WHAT NEEDS TO BE DONE | Convert every line of the items below into a numbered list, leaving out any blank lines.

* Start MATERIAL PROVIDED *

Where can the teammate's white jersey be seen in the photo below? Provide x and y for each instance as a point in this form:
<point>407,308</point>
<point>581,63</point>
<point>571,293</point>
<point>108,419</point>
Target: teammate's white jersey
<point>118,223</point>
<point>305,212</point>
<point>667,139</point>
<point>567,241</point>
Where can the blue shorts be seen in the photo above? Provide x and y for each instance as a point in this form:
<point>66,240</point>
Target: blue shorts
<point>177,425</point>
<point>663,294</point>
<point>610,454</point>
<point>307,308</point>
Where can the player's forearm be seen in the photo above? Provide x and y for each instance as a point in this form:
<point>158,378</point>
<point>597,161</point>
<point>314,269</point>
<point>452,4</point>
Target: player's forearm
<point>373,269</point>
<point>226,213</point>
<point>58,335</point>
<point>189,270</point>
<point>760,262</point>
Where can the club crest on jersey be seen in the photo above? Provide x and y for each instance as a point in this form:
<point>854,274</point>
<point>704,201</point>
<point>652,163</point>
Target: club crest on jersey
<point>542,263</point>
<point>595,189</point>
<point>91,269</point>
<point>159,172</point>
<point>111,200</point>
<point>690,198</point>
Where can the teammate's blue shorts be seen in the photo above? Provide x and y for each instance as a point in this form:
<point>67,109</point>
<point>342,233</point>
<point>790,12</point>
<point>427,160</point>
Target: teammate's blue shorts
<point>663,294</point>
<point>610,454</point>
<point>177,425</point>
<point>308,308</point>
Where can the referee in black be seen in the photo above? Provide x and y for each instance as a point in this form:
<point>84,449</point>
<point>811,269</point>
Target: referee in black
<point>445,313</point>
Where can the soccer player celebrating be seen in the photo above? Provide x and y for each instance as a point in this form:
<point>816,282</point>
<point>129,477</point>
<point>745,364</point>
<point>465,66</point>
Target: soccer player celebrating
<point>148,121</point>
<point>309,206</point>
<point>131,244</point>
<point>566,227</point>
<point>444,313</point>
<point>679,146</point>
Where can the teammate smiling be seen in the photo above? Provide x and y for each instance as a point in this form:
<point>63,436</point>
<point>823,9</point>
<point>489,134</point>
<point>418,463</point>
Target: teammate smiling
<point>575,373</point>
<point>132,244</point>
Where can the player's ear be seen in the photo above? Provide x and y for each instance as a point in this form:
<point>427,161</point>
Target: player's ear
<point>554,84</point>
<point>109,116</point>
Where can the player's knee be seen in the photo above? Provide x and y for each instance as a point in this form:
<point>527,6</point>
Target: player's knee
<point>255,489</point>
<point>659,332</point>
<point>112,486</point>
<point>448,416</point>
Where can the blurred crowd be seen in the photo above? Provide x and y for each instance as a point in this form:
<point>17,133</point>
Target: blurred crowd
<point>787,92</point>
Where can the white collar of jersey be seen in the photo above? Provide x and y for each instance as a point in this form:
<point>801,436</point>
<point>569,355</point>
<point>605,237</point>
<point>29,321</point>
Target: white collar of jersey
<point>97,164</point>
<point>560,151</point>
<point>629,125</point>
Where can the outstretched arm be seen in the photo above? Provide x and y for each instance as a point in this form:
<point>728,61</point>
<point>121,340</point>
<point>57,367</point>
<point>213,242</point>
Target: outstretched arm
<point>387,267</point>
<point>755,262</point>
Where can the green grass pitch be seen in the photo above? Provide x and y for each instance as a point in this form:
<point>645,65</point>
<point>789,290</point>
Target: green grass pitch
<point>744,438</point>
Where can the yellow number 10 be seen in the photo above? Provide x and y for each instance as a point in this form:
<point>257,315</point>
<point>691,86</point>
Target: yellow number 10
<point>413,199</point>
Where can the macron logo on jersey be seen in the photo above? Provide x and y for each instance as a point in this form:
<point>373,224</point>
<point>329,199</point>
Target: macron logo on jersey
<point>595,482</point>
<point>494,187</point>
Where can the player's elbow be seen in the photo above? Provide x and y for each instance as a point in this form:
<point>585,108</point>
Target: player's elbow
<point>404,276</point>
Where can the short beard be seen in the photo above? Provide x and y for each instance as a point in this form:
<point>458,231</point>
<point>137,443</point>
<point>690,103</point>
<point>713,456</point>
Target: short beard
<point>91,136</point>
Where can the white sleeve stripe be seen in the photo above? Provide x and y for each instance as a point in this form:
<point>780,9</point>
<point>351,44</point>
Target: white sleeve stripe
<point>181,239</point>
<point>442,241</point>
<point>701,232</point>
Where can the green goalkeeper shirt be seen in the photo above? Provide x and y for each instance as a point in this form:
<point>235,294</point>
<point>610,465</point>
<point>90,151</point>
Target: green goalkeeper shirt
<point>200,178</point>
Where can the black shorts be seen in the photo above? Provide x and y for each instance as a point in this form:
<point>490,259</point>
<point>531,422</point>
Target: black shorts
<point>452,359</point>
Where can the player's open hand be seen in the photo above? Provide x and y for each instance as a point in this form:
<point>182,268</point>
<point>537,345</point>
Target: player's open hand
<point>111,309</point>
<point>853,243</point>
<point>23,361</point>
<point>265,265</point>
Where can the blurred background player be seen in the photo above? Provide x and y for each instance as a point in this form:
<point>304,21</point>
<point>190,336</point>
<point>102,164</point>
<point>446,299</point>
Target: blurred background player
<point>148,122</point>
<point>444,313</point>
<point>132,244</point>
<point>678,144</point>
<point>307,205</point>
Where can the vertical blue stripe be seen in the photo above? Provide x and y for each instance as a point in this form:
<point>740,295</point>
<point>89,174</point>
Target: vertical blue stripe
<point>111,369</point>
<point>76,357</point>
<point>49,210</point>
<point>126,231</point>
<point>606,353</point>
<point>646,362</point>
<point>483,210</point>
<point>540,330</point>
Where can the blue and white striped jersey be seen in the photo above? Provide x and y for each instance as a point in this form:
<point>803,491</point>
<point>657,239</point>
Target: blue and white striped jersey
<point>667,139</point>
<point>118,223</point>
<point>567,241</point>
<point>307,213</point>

* End MATERIAL PROVIDED *

WRITTEN ANSWER |
1. Where can the teammate's white jersey be seen in the photo below? Provide x and y for each instance as a point in this form:
2. <point>407,308</point>
3. <point>581,63</point>
4. <point>571,293</point>
5. <point>108,419</point>
6. Target: teammate's white jersey
7. <point>118,223</point>
8. <point>305,212</point>
9. <point>667,139</point>
10. <point>567,241</point>
11. Where can the blue shorts be seen in the photo above? Provide x and y for each instance as a point in this form:
12. <point>66,240</point>
13. Target: blue shorts
14. <point>177,425</point>
15. <point>663,294</point>
16. <point>610,454</point>
17. <point>307,308</point>
18. Where can the player's forearm be seen in the photo above? Provide x and y for each instance as a point in this form:
19. <point>158,378</point>
20. <point>597,161</point>
21. <point>314,269</point>
22. <point>452,4</point>
23. Target: player's forearm
24. <point>373,269</point>
25. <point>226,213</point>
26. <point>58,335</point>
27. <point>189,270</point>
28. <point>760,262</point>
29. Where can the club crest on jersey be seen in the photo above? Provide x and y for each instance as a point in this form:
30. <point>854,274</point>
31. <point>704,201</point>
32. <point>652,163</point>
33. Target: club crest on jersey
34. <point>542,263</point>
35. <point>595,189</point>
36. <point>91,269</point>
37. <point>159,172</point>
38. <point>111,200</point>
39. <point>690,198</point>
40. Where can the teammate's blue shorts be seen in the photo above? Provide x and y for each instance as a point in this form:
41. <point>67,109</point>
42. <point>342,233</point>
43. <point>790,12</point>
44. <point>427,160</point>
45. Target: teammate's blue shorts
46. <point>663,294</point>
47. <point>610,454</point>
48. <point>177,425</point>
49. <point>308,308</point>
50. Where can the referee in black be seen in the photo above? Provide x and y for each instance as a point in this form:
51. <point>84,449</point>
52. <point>811,269</point>
53. Target: referee in black
54. <point>445,313</point>
55. Where can the soccer player celebrating be seen in the photo above? Provide x and y for each instance as a point in this form:
56. <point>816,282</point>
57. <point>129,477</point>
58. <point>745,364</point>
59. <point>465,66</point>
60. Target: soccer player celebrating
61. <point>148,121</point>
62. <point>309,206</point>
63. <point>131,244</point>
64. <point>566,227</point>
65. <point>444,313</point>
66. <point>679,146</point>
67. Where can the teammate smiling be seen in the photo above? Provide x and y for each instance as a point in this form:
68. <point>63,436</point>
69. <point>823,9</point>
70. <point>489,134</point>
71. <point>418,463</point>
72. Target: teammate smiling
73. <point>575,373</point>
74. <point>132,244</point>
75. Where can the player's ear be seen in the photo above? Provide x and y for each instance as a point in this form:
76. <point>427,161</point>
77. Target: player's ear
78. <point>554,84</point>
79. <point>109,116</point>
80. Where can the player's knee be seen in the photo above? Provide x and y for each instance as a point in this form:
81. <point>527,6</point>
82. Target: player's knee
83. <point>255,489</point>
84. <point>659,332</point>
85. <point>112,486</point>
86. <point>448,416</point>
87. Where can the blurred crowd be seen in the photo above? Provide x and y for each instance as a point in this form:
88. <point>17,133</point>
89. Target: blurred crowd
90. <point>787,92</point>
91. Where can the white collar of jersey be seen in the photo above? Provide x and y for each instance as a point in this form:
92. <point>801,436</point>
93. <point>569,355</point>
94. <point>605,237</point>
95. <point>29,321</point>
96. Target: white collar of jersey
97. <point>97,164</point>
98. <point>560,151</point>
99. <point>629,125</point>
100. Where can the outstretched arm be seen in the photo above? Provide x and y for each instance as a point in this form:
101. <point>728,61</point>
102. <point>121,340</point>
103. <point>57,367</point>
104. <point>213,242</point>
105. Target: outstretched arm
106. <point>387,267</point>
107. <point>755,262</point>
108. Where can the green grass pitch be seen in the photo above? Provide x and y for each instance as a point in this form:
109. <point>645,65</point>
110. <point>789,290</point>
111. Target: green grass pitch
112. <point>744,438</point>
113. Where can the yellow number 10 be seen in the photo above? Provide x and y for each instance as a point in this form:
114. <point>257,315</point>
115. <point>691,86</point>
116. Target: yellow number 10
117. <point>413,199</point>
118. Where can the macron logo on jersey be seen in the photo above? Provide x and y for each instance as a point in this form:
119. <point>373,224</point>
120. <point>329,199</point>
121. Target: macron logo on jersey
122. <point>595,482</point>
123. <point>494,187</point>
124. Where can the player's elbow be seen in the photo above? Provide x and y for each instance as a point in this form:
125. <point>585,108</point>
126. Target: player's elbow
127. <point>404,276</point>
128. Where can the short beard be seen in the photo above? Provide x and y for each instance as a point in this form:
129. <point>458,231</point>
130. <point>137,443</point>
131. <point>690,103</point>
132. <point>713,456</point>
133. Target: short beard
134. <point>91,136</point>
135. Where can the white sleeve stripe be seen in the photo above? Provide x and y for each instance as a point in this form:
136. <point>780,9</point>
137. <point>351,44</point>
138. Target: white sleeve stripe
139. <point>181,239</point>
140. <point>442,241</point>
141. <point>701,232</point>
142. Where can the green goalkeeper shirt be seen in the photo above? Provide x and y for each instance as a point in this form:
143. <point>235,294</point>
144. <point>610,465</point>
145. <point>90,151</point>
146. Target: green goalkeeper shirt
147. <point>200,178</point>
148. Where can the black shorts be seen in the photo above? Provide x and y for each instance as a point in this form:
149. <point>490,259</point>
150. <point>531,422</point>
151. Target: black shorts
152. <point>452,359</point>
153. Where can the player's open hand be seen in the photo above? Provide x and y for each instance as a point in this form:
154. <point>182,268</point>
155. <point>537,345</point>
156. Target: player's open hand
157. <point>111,309</point>
158. <point>853,243</point>
159. <point>23,361</point>
160. <point>265,265</point>
161. Where can the blurred background player be seen in the photo above? Provide x and y for each instance as a point in this form:
162. <point>304,21</point>
163. <point>190,336</point>
164. <point>102,164</point>
165. <point>446,299</point>
166. Target: blurred background player
167. <point>148,122</point>
168. <point>444,313</point>
169. <point>132,244</point>
170. <point>678,144</point>
171. <point>307,205</point>
172. Where can the vertical blue stripe be seen in the photo above? Provide x and y for each instance as a point in this form:
173. <point>740,295</point>
174. <point>89,174</point>
175. Target: vertical blue stripe
176. <point>111,369</point>
177. <point>76,357</point>
178. <point>49,210</point>
179. <point>126,231</point>
180. <point>606,353</point>
181. <point>646,362</point>
182. <point>483,210</point>
183. <point>540,330</point>
184. Where can the blue and white striped jersey be seen in the photo above? Provide x and y for each instance as a point in this form:
185. <point>803,491</point>
186. <point>657,239</point>
187. Target: blue and white striped jersey
188. <point>667,139</point>
189. <point>118,223</point>
190. <point>567,241</point>
191. <point>307,213</point>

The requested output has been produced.